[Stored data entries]
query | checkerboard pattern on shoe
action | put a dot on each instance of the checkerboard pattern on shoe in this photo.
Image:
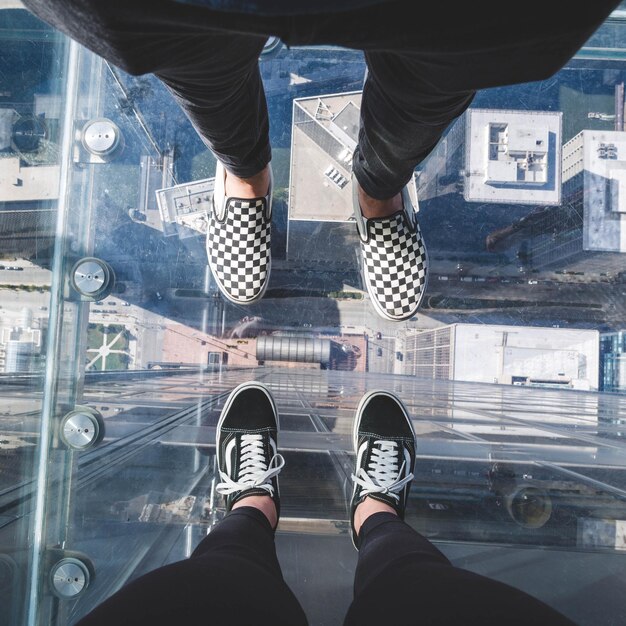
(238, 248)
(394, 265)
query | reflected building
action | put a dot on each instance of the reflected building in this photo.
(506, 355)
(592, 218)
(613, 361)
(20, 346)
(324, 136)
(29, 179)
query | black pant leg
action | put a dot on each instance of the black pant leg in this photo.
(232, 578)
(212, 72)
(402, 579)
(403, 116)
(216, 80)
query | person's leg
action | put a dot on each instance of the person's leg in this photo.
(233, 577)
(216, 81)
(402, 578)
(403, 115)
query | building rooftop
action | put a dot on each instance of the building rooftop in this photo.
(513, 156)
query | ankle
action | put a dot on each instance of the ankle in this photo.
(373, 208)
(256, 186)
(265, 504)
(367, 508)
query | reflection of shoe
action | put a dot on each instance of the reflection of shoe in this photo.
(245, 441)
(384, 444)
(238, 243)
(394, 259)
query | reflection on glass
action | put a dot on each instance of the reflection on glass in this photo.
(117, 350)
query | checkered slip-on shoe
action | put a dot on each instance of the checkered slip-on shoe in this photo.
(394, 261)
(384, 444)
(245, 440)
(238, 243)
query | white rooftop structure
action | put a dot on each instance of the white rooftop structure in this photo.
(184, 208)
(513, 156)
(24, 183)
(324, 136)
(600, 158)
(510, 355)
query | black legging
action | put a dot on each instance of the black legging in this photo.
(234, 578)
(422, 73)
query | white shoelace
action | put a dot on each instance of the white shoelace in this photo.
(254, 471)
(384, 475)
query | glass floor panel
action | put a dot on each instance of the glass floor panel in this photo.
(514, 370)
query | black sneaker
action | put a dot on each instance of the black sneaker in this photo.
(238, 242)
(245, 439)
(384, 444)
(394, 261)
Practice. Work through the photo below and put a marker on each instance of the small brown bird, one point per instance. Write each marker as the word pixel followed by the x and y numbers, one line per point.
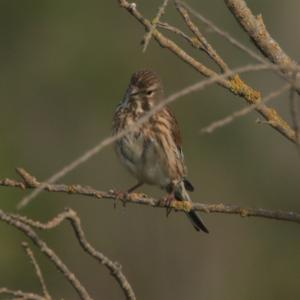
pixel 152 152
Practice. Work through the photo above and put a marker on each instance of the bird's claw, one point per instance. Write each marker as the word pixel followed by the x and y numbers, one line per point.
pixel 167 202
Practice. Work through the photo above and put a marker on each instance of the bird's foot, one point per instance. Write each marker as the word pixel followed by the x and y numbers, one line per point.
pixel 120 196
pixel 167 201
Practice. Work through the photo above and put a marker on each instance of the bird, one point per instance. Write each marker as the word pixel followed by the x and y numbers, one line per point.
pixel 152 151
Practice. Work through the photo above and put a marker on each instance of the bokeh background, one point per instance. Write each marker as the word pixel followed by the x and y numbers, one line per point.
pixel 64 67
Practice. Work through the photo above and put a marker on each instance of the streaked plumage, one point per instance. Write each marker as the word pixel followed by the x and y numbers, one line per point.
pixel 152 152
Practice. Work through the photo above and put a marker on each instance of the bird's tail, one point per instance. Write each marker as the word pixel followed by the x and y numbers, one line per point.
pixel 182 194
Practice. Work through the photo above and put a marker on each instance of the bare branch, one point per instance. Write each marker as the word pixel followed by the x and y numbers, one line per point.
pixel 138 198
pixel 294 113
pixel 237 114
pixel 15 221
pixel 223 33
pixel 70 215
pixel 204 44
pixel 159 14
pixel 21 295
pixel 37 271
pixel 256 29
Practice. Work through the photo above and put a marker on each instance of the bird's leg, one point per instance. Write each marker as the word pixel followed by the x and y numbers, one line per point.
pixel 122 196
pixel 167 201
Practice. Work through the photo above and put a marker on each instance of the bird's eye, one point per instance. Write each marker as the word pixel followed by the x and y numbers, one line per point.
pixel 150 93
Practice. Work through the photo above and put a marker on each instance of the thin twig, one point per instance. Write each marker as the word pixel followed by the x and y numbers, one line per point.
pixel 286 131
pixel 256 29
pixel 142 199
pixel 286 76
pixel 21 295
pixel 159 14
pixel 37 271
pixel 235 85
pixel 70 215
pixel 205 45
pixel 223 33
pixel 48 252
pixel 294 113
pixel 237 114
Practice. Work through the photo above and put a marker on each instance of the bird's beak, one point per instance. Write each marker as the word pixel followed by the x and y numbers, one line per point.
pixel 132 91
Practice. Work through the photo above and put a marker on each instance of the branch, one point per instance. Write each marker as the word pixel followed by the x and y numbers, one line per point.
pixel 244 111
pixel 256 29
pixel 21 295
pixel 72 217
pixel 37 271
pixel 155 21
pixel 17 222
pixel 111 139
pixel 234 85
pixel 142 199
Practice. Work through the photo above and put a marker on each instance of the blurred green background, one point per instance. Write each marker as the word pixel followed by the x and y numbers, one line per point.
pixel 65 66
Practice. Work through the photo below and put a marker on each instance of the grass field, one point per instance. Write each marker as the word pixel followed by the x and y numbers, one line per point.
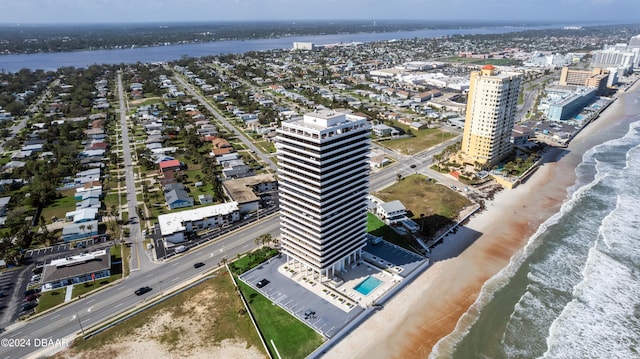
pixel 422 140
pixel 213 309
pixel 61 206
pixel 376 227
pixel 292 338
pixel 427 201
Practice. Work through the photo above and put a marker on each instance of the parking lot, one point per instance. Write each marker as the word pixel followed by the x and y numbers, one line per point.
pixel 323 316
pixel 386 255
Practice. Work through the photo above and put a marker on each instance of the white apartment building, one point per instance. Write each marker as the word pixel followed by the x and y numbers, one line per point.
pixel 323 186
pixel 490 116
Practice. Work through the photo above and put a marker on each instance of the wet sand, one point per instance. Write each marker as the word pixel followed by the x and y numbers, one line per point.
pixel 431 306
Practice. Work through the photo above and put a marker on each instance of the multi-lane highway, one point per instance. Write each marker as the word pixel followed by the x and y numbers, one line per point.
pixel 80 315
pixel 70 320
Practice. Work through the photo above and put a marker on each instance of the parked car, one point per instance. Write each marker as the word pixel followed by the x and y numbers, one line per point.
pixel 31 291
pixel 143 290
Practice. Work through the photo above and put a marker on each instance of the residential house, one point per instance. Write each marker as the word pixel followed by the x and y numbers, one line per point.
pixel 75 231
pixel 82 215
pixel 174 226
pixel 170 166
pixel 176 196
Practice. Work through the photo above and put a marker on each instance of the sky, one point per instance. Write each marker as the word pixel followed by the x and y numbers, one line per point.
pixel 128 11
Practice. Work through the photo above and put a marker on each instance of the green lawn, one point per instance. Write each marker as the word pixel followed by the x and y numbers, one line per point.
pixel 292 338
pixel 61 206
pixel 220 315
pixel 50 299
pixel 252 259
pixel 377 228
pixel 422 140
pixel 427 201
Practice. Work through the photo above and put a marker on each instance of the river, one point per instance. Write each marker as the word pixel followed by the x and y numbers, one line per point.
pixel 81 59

#### [INSTRUCTIONS FOR THE TASK]
Give the data again exactly as it stands, apart from the pictures.

#### [THE ANSWER]
query | checkerboard pattern on shoe
action | put a dot on each instance of the checkerboard pattern on shoe in this photo.
Image:
(238, 248)
(394, 265)
query | reflected building
action | put a dot on each instance of the reflected building in this photo.
(506, 355)
(592, 218)
(613, 361)
(20, 346)
(324, 136)
(29, 179)
query | black pant leg
action | put a dot on each instance of the black pant leg in this photo.
(232, 578)
(212, 72)
(402, 579)
(403, 116)
(216, 80)
query | person's leg
action | put a dot on each instance of the person's leg in this photo.
(233, 577)
(216, 81)
(402, 578)
(403, 115)
query | building rooftop
action | put a dot on each instance of the building rooftop in this photo.
(513, 156)
query | ankle
action | put a dot on each instance of the ankle in this photo.
(373, 208)
(256, 186)
(265, 504)
(367, 508)
query | reflection of shoe
action | put a dot on each instance of the reflection of shoe in this photo.
(245, 441)
(384, 444)
(238, 243)
(394, 259)
query | reflection on glass
action | put a dot on each instance of the reflection on glass in this photo.
(117, 350)
query | checkered slip-on shoe
action | put a dot on each instance of the checkered slip-on shoe in this photo.
(394, 261)
(384, 444)
(245, 440)
(238, 243)
query | white rooftop structure
action | put a dot on each instance of the white rooftop structure in this photo.
(184, 208)
(513, 156)
(24, 183)
(324, 136)
(600, 158)
(510, 355)
query | black legging
action | put a dot on each instance of the black legging in this photo.
(234, 578)
(422, 73)
query | white shoelace
action | put a dot on each instance of the white shoelace in this photo.
(254, 471)
(384, 475)
query | glass floor panel
action | put a dot on each instance of the glass floor panel in this photo.
(514, 370)
query | black sneaker
action | put a dot on each instance of the black sneaker in this photo.
(238, 242)
(245, 439)
(384, 444)
(394, 261)
Practice. Work through the photo below and put a marker on each instance of the small brown bird, one point per instance. Write each marker as the word pixel followed by the x and y numbers, one line per point.
pixel 152 152
Practice. Work through the photo above and put a marker on each instance of the bird's claw, one point per instance. Write each marker as the word pixel followed by the x and y numbers, one line per point.
pixel 167 202
Practice. Work through the photo above and put a marker on each instance of the bird's foot, one point per instance. Write each marker as the word pixel followed by the x and y numbers, one line per point.
pixel 120 196
pixel 167 201
Practice. Work through the photo above and put a marker on each instance of the bird, one point per instance. Write each marker as the word pixel followed by the x and y numbers, one line per point.
pixel 152 151
Practice. Work through the photo above and put a marker on each instance of the bokeh background, one point per instance. Write each marker as the word pixel followed by the x and y numbers, one line per point.
pixel 64 67
Practice. Work through the photo above and put a marker on each instance of the streaked plumage, one point per instance. Write each marker as the word pixel followed by the x and y numbers, one line per point.
pixel 152 152
Practice. Work through the photo above and put a marker on each instance of the bird's tail, one point per instance. Write each marker as the word pixel followed by the x and y numbers, one line per point.
pixel 182 194
Practice. Work through the photo above and put a marker on each instance of the bare branch, one point per instance. Write each marker as the word pixel followed by the x and y numbers, one line per point.
pixel 138 198
pixel 294 113
pixel 237 114
pixel 15 221
pixel 223 33
pixel 70 215
pixel 204 44
pixel 159 14
pixel 21 295
pixel 37 271
pixel 256 29
Practice. Work through the photo above and put a marker on each instance of the bird's leg, one point per instance. Write each marker as the word pixel followed by the x and y numbers, one line per point.
pixel 122 196
pixel 167 201
Practice. Work through the photo above and put a marker on each instance of the bird's eye, one point per instance. Write each marker as the word pixel followed by the x and y numbers, one line per point.
pixel 150 93
Practice. Work through the photo above and put a marker on each instance of the thin twig, one point per instance. Write each marker as the word pixel followed by the x and y numbers, one line per point.
pixel 286 131
pixel 256 29
pixel 142 199
pixel 286 76
pixel 21 295
pixel 159 14
pixel 37 271
pixel 235 85
pixel 70 215
pixel 205 45
pixel 223 33
pixel 48 252
pixel 294 113
pixel 237 114
Practice. Work through the photo above and put a marker on each instance of the bird's beak, one point per instance. Write each marker as the word pixel followed by the x and y numbers, one line per point.
pixel 132 91
Practice. Work through the photo above and put a marker on each instance of the branch, one point per instance. Write each marker as the word pixel followed by the x and y numbers, one line per point.
pixel 244 111
pixel 256 29
pixel 21 295
pixel 72 217
pixel 37 271
pixel 155 21
pixel 17 222
pixel 111 139
pixel 234 85
pixel 142 199
Practice. Work through the photo above and put a marker on each instance of the blurred green background, one point per instance. Write each marker as the word pixel followed by the x and y numbers, one line per point.
pixel 65 66
Practice. Work through the photo below and put a marker on each instance of the grass field, one point per instance. Write each marker as the word pixel followed by the x and y numbers, one line per point.
pixel 422 140
pixel 213 309
pixel 61 206
pixel 376 227
pixel 292 338
pixel 427 201
Practice. Work through the photo above and put a marker on each instance of the parking lot, one point per instance. Write each marker as the word pixel followed by the x and y numbers, one line per point.
pixel 323 316
pixel 386 255
Practice. Work through the photo above and put a marker on each instance of the white apartment building, one point per instance. Write each marker as the word pixel followed by the x and y numbers, one line per point.
pixel 323 186
pixel 490 116
Practice. Work through the photo above and put a marker on each instance of the wet sand, one point per instance. Write each marker as the word pixel followed by the x and y numbers, one line per point.
pixel 431 306
Practice. Work through the photo above and put a marker on each instance of the multi-lane highway, one point per instance. Write each marker as the word pixel followed by the x and y numbers, one line per point.
pixel 80 315
pixel 70 320
Practice. Work through the photo above and put a marker on each instance of the parked car, one point per instance. Write each marker as the word pixel followed by the x and y numbers, one line per point.
pixel 31 291
pixel 143 290
Practice. Work through the photo above and put a marker on each instance of the residential house, one point per instance. Write each marker as the word pixel followed by the x and y numbers, one line per point.
pixel 75 231
pixel 82 215
pixel 174 226
pixel 170 166
pixel 176 196
Practice. Work through the photo above and put a marker on each instance of the sky, one point per instance. Write each marker as the word pixel followed by the x and y numbers, one line per point.
pixel 128 11
Practice. Work through the photo above and put a marker on each instance of the green lawn, one point per instance. Write each marker as the word pixel followed by the x and y numbers, one line per point.
pixel 292 338
pixel 61 206
pixel 220 315
pixel 50 299
pixel 252 259
pixel 377 228
pixel 422 140
pixel 427 201
Practice. Work through the photo above and put a marker on each instance of the river, one point per instance. Write each marker as the word pixel followed by the x and y numbers, one line per point.
pixel 81 59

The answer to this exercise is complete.